Under no circumstances alter the records; copy each one exactly.
***
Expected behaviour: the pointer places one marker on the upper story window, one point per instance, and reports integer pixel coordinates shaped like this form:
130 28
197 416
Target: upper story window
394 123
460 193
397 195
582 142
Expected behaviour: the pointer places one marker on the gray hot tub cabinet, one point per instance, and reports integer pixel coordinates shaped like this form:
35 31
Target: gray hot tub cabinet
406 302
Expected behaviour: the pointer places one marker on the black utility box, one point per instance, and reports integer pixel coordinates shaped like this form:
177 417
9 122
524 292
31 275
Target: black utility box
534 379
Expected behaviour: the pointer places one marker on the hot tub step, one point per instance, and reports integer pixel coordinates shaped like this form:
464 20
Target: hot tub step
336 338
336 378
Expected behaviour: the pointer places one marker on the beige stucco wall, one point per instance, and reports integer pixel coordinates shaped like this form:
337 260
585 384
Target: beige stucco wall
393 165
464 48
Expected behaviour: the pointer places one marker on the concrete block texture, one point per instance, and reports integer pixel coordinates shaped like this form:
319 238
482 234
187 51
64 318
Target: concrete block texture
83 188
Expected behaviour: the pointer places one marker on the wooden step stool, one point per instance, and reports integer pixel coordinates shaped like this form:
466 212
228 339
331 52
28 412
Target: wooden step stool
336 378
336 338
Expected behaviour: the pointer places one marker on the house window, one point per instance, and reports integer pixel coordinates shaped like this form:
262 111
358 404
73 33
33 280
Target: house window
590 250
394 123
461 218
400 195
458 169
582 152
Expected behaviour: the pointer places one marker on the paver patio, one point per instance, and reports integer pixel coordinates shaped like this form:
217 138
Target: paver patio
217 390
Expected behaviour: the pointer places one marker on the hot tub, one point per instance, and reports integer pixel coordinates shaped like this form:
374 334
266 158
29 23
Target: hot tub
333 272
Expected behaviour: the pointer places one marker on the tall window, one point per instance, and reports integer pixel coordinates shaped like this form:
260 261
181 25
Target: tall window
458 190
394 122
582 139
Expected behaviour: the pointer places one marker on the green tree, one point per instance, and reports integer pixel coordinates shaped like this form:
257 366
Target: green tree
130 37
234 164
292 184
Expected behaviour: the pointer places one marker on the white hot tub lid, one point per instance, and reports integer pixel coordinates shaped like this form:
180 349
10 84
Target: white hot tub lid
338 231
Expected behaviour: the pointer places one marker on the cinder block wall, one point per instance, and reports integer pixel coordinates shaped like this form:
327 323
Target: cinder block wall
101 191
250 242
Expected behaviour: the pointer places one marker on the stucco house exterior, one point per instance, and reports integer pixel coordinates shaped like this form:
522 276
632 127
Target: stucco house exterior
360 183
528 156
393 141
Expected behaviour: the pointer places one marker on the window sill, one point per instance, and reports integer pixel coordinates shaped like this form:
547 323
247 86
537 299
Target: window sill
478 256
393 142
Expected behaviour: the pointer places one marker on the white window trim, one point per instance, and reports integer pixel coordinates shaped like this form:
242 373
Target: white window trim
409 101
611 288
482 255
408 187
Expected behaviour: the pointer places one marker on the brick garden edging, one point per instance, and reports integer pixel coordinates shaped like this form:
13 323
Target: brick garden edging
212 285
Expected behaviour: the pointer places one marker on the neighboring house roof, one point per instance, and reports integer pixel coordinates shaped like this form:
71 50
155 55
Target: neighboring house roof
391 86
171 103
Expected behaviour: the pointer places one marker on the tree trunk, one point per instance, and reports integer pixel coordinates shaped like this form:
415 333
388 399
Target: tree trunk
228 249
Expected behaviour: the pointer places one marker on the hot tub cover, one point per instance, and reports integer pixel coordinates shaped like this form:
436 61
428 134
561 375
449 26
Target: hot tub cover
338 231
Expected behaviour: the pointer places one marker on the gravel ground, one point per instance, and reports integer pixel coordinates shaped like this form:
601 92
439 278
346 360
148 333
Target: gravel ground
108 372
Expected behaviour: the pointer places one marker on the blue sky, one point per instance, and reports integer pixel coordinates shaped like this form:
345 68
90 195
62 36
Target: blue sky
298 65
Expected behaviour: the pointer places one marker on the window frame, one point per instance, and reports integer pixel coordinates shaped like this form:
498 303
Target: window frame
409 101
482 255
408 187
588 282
***
RESULT ->
Expected behaviour: the pointer places one marker on the upper story window, one point per instance, and reports integer pixel coordinates shaped like this form:
130 28
197 416
Target: upper story window
394 123
460 193
397 195
582 142
Expected behaviour: the pointer places one marker on the gray hot tub cabinet, one point per instance, and reports integer pixel coordinates shaped like this form:
35 31
Target: gray hot tub cabinet
406 302
Expected behaviour: the pointer places one marker on the black utility box, one point per instance, and reports integer pixel coordinates shaped like this form:
177 417
9 122
524 292
31 275
Target: black utility box
534 379
Expected behaviour: the pointer places one marker on the hot tub step, one point per instance, and reports integer pixel coordinates shaped like this form:
464 20
Target: hot tub step
336 338
336 378
Expected behaviour: the pointer places one marker on the beige stucco wall, one point per instance, and reports integer pixel coordinates shaped like this form:
337 260
585 384
Target: beige stucco wall
393 165
464 48
Expected behaviour: the pointer places one marker on the concrete block texture, one point per instance, and reports integer pixel coordinates shaped like this form:
319 238
482 234
187 51
64 318
Target: concrete block texture
83 188
Expected behaviour: the pointer places one marker on the wooden step stool, one point per instance, and reports integer pixel coordinates shaped like this form:
466 212
228 339
331 52
28 412
Target: wooden step stool
336 378
336 338
Expected behaviour: the pointer places one marker on the house window, one point per instance, and reports integer pixel coordinates shaped like this form:
262 111
358 404
73 33
33 280
Target: house window
590 250
394 123
461 218
400 195
458 169
582 152
Expected behaviour: the pointer places one marker on the paver patio, one point per instance, and reports integer pixel coordinates shaped like this form:
217 138
Target: paver patio
217 390
Expected behaviour: the pointer places one marker on the hot tub, one point per instance, and reports integer pixel coordinates shaped like this form:
374 334
266 158
29 23
Target: hot tub
333 272
Expected behaviour: the pointer places one marker on the tall window, one point per instance, and reports integer pixel coordinates shaped like this form:
260 261
181 25
Target: tall window
458 190
394 122
582 139
Expected behaviour: the pointer places one marker on the green tree, one point per instance, and reports integer pixel coordinates shaped like this form:
257 366
Target: green tree
130 37
234 164
292 184
Expected behaviour: the pointer places one marker on the white hot tub lid, one point per instance, and reports integer pixel coordinates shaped like this form:
180 349
10 84
Target: white hot tub lid
338 231
Expected behaviour: the pointer places one marker on the cinder block wall, one point per instance, and reports integer pixel coordinates shaped like this form:
327 323
Target: cinder block wall
101 191
250 242
Expected behaviour: the pointer places one marker on the stucco house exterior, one point per instance, and reports integer pixel coordinates shaped like this form:
522 276
632 127
Target: stucco house exterior
360 183
528 156
393 141
Expected behaviour: the pointer places one marker on the window sill, one point per instance, and reports integer pixel coordinates shaped like this form:
547 323
247 86
537 299
Target: window sill
478 256
393 142
Expected behaviour: the pointer places one marker on the white window trim, one point per instance, and reports integer pixel coordinates shaped like this form:
242 373
Target: white window trim
409 101
611 288
482 255
408 187
Expected behaviour: the pointer places one marker on the brick garden edging, one point per instance, and reports integer pixel coordinates shaped like this form:
13 323
Target: brick garden edging
212 285
Expected behaviour: the pointer places one marker on the neighboring house roof, one point per instance, and reports integer pixel coordinates shaped like this form:
71 50
155 55
Target: neighboring house roof
391 86
171 103
Expected behaviour: the pointer places one marker on the tree trunk, one point per instance, and reports integer pixel coordinates shaped like this form:
415 333
388 399
Target: tree trunk
228 249
Expected behaviour: the pointer places one marker on the hot tub cover, one point per instance, and reports integer pixel coordinates shaped like this form:
436 61
428 134
561 375
449 26
Target: hot tub cover
338 231
Expected behaviour: the pointer places one marker on the gravel ground, one point per instance, and reports integer pixel coordinates shaped like this form:
601 92
439 278
346 360
148 333
Target: gravel ground
108 372
Expected behaviour: the pointer places one marker on the blue sky, one point per instance, and reports integer pixel coordinates shaped like this form:
345 68
90 195
62 36
Target: blue sky
298 65
Expected behaviour: the pointer places one marker on the window frame, one point per instance, and reports integer pixel coordinates shaped like this form:
498 303
Target: window frame
409 101
482 255
408 187
588 282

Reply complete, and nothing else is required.